Aim of the task:
Would you restate, exactly as they appear, the lines from the one containing "Can you find the clock hand" through the end of the data below?

Dataset:
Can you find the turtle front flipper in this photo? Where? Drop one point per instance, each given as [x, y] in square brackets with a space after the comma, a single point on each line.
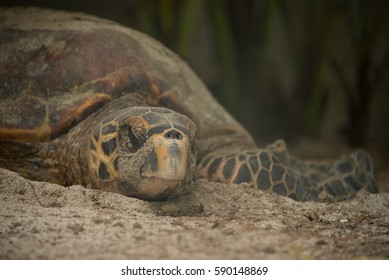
[272, 169]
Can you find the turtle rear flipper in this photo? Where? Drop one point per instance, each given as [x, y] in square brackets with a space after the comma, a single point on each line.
[272, 169]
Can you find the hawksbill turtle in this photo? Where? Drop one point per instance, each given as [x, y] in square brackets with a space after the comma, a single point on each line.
[87, 101]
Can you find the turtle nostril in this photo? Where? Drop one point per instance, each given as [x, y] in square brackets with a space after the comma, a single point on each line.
[173, 135]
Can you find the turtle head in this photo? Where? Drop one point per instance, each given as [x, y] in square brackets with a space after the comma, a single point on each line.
[147, 153]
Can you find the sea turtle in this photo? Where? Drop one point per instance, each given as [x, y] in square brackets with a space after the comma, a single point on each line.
[87, 101]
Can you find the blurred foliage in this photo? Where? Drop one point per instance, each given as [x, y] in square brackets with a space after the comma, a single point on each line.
[275, 61]
[243, 35]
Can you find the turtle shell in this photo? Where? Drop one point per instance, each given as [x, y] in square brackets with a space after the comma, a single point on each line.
[57, 71]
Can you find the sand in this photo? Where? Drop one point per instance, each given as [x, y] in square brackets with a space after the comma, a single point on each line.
[40, 220]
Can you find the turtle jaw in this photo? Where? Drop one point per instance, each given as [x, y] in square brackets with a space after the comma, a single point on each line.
[166, 166]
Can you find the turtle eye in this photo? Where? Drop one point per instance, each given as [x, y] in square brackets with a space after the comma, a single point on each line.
[136, 144]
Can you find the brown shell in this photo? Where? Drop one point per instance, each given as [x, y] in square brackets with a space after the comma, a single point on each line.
[57, 68]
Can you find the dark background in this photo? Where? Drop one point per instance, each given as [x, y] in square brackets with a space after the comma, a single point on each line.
[299, 69]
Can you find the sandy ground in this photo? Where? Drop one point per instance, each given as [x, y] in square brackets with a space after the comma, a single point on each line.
[46, 221]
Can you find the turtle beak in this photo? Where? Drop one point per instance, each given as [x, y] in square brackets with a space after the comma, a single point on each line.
[166, 166]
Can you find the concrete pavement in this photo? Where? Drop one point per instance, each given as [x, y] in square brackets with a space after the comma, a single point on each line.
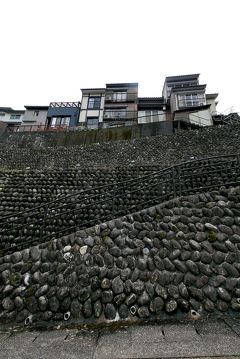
[201, 339]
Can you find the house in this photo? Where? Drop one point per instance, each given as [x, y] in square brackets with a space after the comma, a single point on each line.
[11, 117]
[92, 108]
[121, 105]
[34, 118]
[112, 106]
[63, 114]
[190, 106]
[152, 109]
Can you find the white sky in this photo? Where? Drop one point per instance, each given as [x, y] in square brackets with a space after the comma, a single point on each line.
[50, 49]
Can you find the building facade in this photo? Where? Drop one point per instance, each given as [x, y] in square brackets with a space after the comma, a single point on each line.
[34, 117]
[11, 117]
[188, 102]
[63, 114]
[184, 102]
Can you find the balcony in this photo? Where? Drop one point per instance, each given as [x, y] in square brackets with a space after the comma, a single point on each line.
[186, 103]
[64, 104]
[119, 115]
[120, 97]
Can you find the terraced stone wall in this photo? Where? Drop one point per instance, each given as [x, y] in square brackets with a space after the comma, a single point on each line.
[163, 150]
[179, 258]
[34, 206]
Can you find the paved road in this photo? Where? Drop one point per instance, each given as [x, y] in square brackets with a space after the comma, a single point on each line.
[208, 339]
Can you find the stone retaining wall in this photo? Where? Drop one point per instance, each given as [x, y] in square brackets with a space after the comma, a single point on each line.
[163, 150]
[182, 256]
[38, 208]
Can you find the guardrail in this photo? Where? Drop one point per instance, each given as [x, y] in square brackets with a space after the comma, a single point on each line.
[94, 206]
[35, 128]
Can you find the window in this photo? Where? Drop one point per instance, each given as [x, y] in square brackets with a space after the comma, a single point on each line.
[115, 114]
[94, 102]
[189, 100]
[92, 122]
[60, 121]
[15, 117]
[120, 96]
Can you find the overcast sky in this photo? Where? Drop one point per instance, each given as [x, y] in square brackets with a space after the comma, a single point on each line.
[50, 49]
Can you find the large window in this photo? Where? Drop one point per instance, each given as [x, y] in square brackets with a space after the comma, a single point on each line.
[15, 117]
[115, 114]
[120, 96]
[190, 100]
[92, 122]
[94, 102]
[60, 121]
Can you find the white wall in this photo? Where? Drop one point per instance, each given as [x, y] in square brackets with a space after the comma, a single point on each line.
[202, 117]
[212, 102]
[7, 118]
[84, 112]
[29, 117]
[143, 116]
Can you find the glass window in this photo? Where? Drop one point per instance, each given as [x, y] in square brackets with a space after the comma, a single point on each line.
[94, 102]
[92, 122]
[120, 96]
[15, 117]
[60, 121]
[115, 114]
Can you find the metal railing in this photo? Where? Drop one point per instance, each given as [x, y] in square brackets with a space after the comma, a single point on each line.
[35, 128]
[93, 206]
[65, 104]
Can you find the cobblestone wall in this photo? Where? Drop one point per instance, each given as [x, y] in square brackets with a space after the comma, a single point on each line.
[182, 256]
[163, 150]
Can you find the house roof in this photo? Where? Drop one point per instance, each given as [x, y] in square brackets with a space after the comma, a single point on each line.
[211, 95]
[10, 110]
[94, 89]
[188, 88]
[193, 108]
[36, 107]
[125, 84]
[155, 99]
[181, 77]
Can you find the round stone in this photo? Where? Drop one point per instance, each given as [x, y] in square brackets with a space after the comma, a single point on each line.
[110, 311]
[171, 306]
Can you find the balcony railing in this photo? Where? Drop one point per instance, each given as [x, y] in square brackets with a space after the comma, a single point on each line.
[120, 97]
[65, 104]
[200, 101]
[35, 128]
[120, 115]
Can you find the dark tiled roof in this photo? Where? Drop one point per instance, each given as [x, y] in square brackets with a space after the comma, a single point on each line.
[181, 77]
[188, 88]
[95, 89]
[211, 95]
[36, 107]
[10, 110]
[193, 108]
[125, 84]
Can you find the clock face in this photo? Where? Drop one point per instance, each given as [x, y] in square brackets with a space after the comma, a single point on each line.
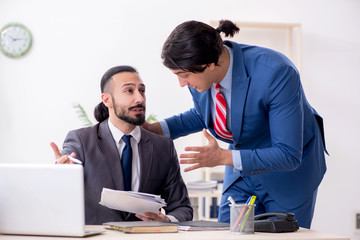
[15, 40]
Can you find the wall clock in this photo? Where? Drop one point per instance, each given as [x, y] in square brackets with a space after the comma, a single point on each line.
[15, 40]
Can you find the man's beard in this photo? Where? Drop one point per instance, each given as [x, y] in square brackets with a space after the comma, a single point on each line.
[120, 112]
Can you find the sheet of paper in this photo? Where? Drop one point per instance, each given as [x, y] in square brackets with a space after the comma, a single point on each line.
[133, 202]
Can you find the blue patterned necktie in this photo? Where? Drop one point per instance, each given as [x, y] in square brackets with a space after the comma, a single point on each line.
[126, 162]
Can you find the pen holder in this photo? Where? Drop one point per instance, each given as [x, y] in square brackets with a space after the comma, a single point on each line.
[242, 218]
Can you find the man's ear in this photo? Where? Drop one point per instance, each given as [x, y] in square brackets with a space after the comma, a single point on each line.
[211, 66]
[106, 98]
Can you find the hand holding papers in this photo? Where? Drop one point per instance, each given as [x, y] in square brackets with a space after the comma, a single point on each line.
[134, 202]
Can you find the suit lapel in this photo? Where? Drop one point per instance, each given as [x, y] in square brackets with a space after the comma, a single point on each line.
[239, 90]
[108, 146]
[146, 157]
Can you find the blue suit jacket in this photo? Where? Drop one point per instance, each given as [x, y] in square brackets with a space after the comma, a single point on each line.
[279, 135]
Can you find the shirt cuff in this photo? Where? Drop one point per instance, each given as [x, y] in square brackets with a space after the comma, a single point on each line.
[172, 218]
[165, 128]
[237, 160]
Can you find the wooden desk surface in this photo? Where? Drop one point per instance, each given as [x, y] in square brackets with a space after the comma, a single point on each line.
[302, 234]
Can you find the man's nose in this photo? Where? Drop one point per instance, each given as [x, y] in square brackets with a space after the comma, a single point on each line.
[140, 97]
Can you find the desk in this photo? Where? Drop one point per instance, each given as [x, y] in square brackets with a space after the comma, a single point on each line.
[302, 234]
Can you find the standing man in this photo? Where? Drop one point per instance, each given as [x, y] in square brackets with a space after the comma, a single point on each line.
[251, 98]
[117, 154]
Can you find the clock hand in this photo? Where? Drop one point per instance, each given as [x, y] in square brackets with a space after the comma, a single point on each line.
[16, 39]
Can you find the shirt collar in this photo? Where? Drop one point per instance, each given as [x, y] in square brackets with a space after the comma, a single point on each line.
[117, 134]
[226, 82]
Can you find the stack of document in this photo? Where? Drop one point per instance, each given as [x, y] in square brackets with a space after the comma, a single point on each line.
[202, 185]
[133, 202]
[203, 226]
[142, 227]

In response:
Can you find the clock hand in this photo? Where? Drop one point per instance, each given as [x, y] in square brackets with a space after the comma, a single point on each line.
[16, 39]
Can you find the shirt collar in this photo? Where? Drop one point per instance, each given as [x, y] in square brackets with a space after the comma, a single point on each line.
[117, 134]
[226, 82]
Can you find the stack of document in this photo? Where? Drop one point per instance, each given as [x, y] in square brackets with a space after the comma, a single point on each line.
[202, 185]
[133, 202]
[203, 226]
[142, 227]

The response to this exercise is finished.